# Request
Reproduce the material below with every "marker" swapped for "point", changing nothing else.

# Listed entries

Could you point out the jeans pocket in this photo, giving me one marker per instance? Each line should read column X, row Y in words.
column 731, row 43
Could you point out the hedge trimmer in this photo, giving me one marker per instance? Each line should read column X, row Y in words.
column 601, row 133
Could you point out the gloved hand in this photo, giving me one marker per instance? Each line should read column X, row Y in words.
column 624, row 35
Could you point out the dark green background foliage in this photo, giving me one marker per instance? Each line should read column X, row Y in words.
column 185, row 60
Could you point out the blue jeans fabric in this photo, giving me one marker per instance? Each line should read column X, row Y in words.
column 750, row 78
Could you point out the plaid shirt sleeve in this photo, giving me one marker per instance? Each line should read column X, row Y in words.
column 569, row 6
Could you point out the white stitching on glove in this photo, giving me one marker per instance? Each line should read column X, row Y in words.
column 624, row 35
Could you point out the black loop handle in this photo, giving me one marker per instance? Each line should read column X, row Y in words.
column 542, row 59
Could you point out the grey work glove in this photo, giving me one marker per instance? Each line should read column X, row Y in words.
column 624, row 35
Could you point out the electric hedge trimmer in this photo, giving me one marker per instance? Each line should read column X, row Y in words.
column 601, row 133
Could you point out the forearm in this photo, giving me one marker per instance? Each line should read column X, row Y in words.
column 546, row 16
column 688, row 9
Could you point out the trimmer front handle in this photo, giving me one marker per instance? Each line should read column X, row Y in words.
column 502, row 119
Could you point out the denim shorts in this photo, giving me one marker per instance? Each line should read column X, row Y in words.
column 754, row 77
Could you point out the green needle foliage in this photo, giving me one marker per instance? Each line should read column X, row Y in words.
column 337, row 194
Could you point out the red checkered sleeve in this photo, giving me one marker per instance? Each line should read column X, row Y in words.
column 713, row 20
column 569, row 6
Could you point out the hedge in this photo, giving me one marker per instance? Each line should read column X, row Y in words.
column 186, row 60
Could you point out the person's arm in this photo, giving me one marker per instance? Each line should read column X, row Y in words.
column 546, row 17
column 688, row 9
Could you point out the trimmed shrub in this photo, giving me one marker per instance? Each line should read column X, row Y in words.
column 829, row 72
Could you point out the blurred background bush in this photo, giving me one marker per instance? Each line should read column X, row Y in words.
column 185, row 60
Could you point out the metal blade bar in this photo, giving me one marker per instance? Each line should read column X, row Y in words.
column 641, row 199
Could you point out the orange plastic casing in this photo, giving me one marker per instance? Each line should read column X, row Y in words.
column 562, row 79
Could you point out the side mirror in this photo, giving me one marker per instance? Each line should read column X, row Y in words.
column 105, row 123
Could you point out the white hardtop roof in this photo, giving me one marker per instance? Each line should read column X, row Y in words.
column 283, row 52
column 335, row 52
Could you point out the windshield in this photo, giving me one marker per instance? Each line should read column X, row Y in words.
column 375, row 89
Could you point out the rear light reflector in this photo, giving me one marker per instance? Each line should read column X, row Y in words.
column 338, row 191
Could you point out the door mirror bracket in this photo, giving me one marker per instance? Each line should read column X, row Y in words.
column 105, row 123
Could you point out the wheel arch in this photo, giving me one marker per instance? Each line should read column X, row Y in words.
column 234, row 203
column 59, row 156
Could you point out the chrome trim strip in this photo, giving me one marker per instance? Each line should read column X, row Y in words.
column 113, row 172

# Answer to the exercise
Could you point out the jeans pocket in this photo, giving me one point per instance? Each line should read column X, row Y in words.
column 731, row 43
Could you point out the hedge trimmer in this photo, giving me one point per instance? Each line should read column X, row Y in words.
column 601, row 133
Could you point out the gloved hand in this photo, giving me one point per instance? Each line should read column X, row Y in words.
column 624, row 35
Could you point out the dark green background foliage in this photo, giving me one point per instance? Each line should read column X, row Y in words.
column 185, row 60
Could you point out the blue jeans fabric in this photo, giving me one point per instance? Each line should read column X, row Y in words.
column 750, row 78
Could you point out the plaid shirt sleeve in this photo, giving me one point per instance? Each line should read column X, row Y in words.
column 569, row 6
Could you point out the white stitching on glove in this photo, giving me one point per instance? Each line should read column X, row Y in words.
column 624, row 35
Could you point out the black loop handle in this photo, giving me one point per instance? Each line should read column X, row Y in words.
column 542, row 59
Could you point out the grey work glove in this photo, giving me one point per instance? Each line should read column X, row Y in words.
column 624, row 35
Could you point out the electric hedge trimmer in this photo, giving me one point per instance? Each line should read column X, row Y in words.
column 601, row 133
Could you point out the forearm in this photo, giving me one point per instance? Each line should read column X, row Y in words.
column 546, row 16
column 688, row 9
Could you point out the trimmer front handle in this photo, giving me one point per instance? Each line should read column X, row Y in words.
column 502, row 119
Could you point out the denim shorts in this photo, giving me one point per instance? Each line should read column X, row Y in words.
column 754, row 77
Could you point out the green needle foliage in this photo, giving me one point per instance? Each line should read column X, row Y in words.
column 337, row 194
Could you point out the red checkered sleeve in this photo, giving me one point per instance? Each line should read column X, row Y in words.
column 713, row 20
column 569, row 6
Could you point out the hedge in this photo, giving me one point per instance? Each line should read column X, row Y in words.
column 186, row 60
Could you point out the person's arm in this photo, giving me one point per instance? Each line should read column X, row Y in words.
column 546, row 17
column 688, row 9
Could you point out the trimmed shrub in this photo, giving me one point per instance? Each line should read column X, row Y in words.
column 829, row 72
Could you point out the blurred background bush in this photo, giving me one point per instance? Each line should read column X, row Y in words.
column 185, row 60
Could you point out the metal blade bar in this photo, giving me one point per instance? Each line should read column X, row Y in words.
column 641, row 199
Could you point out the orange plastic casing in this photo, giving me one point per instance? Each line should read column X, row Y in words.
column 562, row 79
Could you point out the side mirror in this photo, giving me one point per instance? Each line should read column X, row Y in words.
column 105, row 123
Could you point out the white hardtop roof in this photo, giving me one point per instance? Each line should read column X, row Y in words.
column 283, row 52
column 335, row 52
Could you point out the windshield in this photo, giving me one point per instance? Each line should read column X, row Y in words.
column 375, row 89
Could you point out the rear light reflector in this photo, giving me one point per instance? Each line should read column X, row Y in words.
column 338, row 191
Could you point out the door mirror bracket in this photo, giving me one point per instance? Each line should read column X, row Y in words.
column 105, row 123
Could you point out the wheel arch in this photo, giving me one point per instance? Each line should read column X, row Y in words.
column 234, row 203
column 59, row 156
Could you point out the chrome trim strip in this photo, giving me one point per instance? Each line should read column X, row Y in words.
column 113, row 172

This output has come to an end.